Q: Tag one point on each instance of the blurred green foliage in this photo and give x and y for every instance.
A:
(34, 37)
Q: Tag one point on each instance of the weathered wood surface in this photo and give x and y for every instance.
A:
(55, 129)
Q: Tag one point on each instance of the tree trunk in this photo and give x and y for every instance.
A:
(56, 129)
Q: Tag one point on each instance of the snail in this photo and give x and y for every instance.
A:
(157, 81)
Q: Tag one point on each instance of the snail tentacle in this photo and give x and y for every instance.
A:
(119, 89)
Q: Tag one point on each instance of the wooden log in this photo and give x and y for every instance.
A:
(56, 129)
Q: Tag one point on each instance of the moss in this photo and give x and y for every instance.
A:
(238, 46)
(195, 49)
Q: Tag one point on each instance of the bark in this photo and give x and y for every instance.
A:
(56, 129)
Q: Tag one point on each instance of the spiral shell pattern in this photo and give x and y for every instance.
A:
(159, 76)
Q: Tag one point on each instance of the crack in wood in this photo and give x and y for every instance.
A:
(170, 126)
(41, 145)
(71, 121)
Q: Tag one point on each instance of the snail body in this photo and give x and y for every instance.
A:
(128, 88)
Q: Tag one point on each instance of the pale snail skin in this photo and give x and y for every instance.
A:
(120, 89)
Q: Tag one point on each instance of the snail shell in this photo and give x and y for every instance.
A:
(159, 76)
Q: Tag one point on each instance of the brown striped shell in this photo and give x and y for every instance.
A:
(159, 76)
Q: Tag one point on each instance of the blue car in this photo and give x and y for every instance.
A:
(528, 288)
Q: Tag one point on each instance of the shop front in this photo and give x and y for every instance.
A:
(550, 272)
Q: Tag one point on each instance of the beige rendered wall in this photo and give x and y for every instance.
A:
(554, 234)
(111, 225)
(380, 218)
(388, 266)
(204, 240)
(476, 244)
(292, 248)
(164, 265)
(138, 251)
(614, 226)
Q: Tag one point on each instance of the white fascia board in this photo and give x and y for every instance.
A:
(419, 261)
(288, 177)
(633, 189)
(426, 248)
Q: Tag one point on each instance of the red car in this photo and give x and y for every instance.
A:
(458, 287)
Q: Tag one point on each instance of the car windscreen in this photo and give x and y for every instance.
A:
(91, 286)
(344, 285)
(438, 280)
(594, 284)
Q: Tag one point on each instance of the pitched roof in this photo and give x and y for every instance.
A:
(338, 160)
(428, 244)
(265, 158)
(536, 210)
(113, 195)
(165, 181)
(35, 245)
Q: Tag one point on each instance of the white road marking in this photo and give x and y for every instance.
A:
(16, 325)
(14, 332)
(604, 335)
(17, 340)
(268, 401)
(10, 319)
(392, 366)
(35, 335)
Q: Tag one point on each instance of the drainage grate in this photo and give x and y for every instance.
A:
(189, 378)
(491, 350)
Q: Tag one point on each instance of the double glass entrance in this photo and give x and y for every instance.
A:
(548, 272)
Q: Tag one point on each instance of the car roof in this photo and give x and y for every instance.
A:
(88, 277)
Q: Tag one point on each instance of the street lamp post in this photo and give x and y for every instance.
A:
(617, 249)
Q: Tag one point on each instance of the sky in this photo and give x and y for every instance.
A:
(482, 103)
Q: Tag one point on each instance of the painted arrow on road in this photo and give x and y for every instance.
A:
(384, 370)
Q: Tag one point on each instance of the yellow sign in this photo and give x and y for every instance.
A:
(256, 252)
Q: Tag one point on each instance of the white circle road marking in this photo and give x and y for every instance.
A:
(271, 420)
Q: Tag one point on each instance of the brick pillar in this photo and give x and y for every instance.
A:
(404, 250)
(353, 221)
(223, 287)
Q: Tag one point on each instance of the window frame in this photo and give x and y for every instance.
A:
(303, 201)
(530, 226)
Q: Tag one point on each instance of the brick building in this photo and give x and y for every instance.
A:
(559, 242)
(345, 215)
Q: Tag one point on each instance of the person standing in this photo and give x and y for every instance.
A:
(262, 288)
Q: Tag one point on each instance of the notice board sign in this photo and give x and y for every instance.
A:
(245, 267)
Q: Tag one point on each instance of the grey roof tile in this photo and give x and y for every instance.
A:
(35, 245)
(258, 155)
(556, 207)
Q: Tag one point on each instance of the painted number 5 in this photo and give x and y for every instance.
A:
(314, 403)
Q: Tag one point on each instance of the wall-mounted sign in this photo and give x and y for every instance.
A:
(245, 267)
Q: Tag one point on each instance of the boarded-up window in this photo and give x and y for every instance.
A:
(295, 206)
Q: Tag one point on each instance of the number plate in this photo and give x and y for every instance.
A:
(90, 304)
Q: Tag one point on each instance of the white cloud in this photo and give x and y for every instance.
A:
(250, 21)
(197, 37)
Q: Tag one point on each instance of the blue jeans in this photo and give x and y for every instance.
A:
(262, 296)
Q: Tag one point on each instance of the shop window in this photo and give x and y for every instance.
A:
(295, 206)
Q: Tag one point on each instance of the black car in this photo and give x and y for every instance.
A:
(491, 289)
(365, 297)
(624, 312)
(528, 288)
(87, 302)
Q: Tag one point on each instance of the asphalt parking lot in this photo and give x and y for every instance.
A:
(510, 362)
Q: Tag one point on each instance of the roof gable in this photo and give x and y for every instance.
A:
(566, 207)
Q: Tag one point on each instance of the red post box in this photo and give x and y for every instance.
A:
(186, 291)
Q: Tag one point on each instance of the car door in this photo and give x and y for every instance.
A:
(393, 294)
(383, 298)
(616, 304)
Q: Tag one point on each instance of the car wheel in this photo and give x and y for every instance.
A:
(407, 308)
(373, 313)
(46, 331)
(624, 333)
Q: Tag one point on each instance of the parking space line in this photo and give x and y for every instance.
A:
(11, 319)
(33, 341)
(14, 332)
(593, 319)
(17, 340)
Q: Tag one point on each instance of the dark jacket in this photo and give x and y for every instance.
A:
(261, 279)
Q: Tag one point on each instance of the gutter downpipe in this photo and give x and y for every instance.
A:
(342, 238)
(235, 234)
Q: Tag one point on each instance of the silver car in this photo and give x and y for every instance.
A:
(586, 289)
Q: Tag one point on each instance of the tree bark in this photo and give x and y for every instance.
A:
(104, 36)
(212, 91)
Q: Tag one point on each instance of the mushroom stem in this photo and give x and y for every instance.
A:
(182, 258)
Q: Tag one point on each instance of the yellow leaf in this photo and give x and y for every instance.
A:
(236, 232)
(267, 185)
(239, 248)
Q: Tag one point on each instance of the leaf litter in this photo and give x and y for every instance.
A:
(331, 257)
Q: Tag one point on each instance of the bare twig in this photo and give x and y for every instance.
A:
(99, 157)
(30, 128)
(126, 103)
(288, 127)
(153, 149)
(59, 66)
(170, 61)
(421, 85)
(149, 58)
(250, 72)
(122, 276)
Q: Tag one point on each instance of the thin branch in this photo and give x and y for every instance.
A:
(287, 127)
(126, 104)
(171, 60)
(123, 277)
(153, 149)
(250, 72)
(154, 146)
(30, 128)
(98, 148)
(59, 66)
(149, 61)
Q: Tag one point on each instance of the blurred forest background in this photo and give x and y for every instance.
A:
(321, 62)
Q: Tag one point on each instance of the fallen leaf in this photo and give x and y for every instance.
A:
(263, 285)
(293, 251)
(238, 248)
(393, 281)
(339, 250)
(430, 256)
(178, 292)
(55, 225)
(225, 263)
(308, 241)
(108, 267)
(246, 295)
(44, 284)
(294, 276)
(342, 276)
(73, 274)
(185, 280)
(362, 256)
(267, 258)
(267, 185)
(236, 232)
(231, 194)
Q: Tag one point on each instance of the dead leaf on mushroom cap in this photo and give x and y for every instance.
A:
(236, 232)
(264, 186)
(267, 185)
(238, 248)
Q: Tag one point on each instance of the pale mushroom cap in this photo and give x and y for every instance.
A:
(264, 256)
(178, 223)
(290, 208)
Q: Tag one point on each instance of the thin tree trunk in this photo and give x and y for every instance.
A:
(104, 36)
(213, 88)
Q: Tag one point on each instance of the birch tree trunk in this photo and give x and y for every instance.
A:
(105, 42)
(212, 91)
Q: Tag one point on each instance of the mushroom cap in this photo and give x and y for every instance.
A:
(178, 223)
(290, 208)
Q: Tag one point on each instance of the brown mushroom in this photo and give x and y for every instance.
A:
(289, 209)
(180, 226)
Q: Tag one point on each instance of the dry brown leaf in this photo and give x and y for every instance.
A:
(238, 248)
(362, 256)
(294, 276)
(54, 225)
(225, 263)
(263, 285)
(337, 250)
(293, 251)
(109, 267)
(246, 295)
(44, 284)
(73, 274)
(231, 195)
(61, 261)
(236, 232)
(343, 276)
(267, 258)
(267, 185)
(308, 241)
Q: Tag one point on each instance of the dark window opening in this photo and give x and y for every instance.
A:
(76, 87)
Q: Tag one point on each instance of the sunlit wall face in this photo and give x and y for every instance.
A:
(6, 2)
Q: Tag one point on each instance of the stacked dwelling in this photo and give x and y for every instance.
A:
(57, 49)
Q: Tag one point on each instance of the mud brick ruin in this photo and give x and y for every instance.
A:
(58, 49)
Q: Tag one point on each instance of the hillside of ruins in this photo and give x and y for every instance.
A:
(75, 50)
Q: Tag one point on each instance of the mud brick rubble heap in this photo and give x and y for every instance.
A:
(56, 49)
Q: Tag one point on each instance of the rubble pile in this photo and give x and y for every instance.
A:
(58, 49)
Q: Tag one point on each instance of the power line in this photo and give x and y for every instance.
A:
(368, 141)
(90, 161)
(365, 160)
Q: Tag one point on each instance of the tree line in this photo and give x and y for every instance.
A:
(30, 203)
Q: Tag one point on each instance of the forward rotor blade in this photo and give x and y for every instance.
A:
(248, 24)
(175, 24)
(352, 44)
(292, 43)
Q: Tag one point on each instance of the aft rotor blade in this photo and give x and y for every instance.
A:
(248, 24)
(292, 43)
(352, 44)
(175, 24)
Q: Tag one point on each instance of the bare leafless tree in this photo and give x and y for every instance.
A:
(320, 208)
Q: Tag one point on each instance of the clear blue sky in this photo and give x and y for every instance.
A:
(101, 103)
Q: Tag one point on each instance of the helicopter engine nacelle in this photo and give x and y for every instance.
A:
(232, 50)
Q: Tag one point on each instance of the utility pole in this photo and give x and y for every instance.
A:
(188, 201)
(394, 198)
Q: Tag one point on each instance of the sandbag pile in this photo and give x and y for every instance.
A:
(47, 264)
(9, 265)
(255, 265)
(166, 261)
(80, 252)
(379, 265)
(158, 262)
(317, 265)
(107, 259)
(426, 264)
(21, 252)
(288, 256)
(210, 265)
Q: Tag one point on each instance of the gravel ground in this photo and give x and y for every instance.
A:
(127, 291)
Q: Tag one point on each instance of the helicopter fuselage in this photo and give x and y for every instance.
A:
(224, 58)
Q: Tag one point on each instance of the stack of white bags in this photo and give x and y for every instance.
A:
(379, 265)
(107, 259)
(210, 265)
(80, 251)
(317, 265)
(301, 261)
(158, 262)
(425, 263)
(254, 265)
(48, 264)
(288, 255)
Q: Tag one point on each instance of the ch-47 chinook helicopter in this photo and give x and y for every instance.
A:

* * *

Which lines of the data hold the string "sign"? Return each of them.

Solution for this problem:
Q: Tag one point on each instance of the yellow sign in this photo and give x and y for every instance.
Q: Tag one point on each instance of the notice board sign in this photo and give x and y for every instance.
Q: Tag one point on each instance of the wall-mounted sign in this photo and give x and y for every instance.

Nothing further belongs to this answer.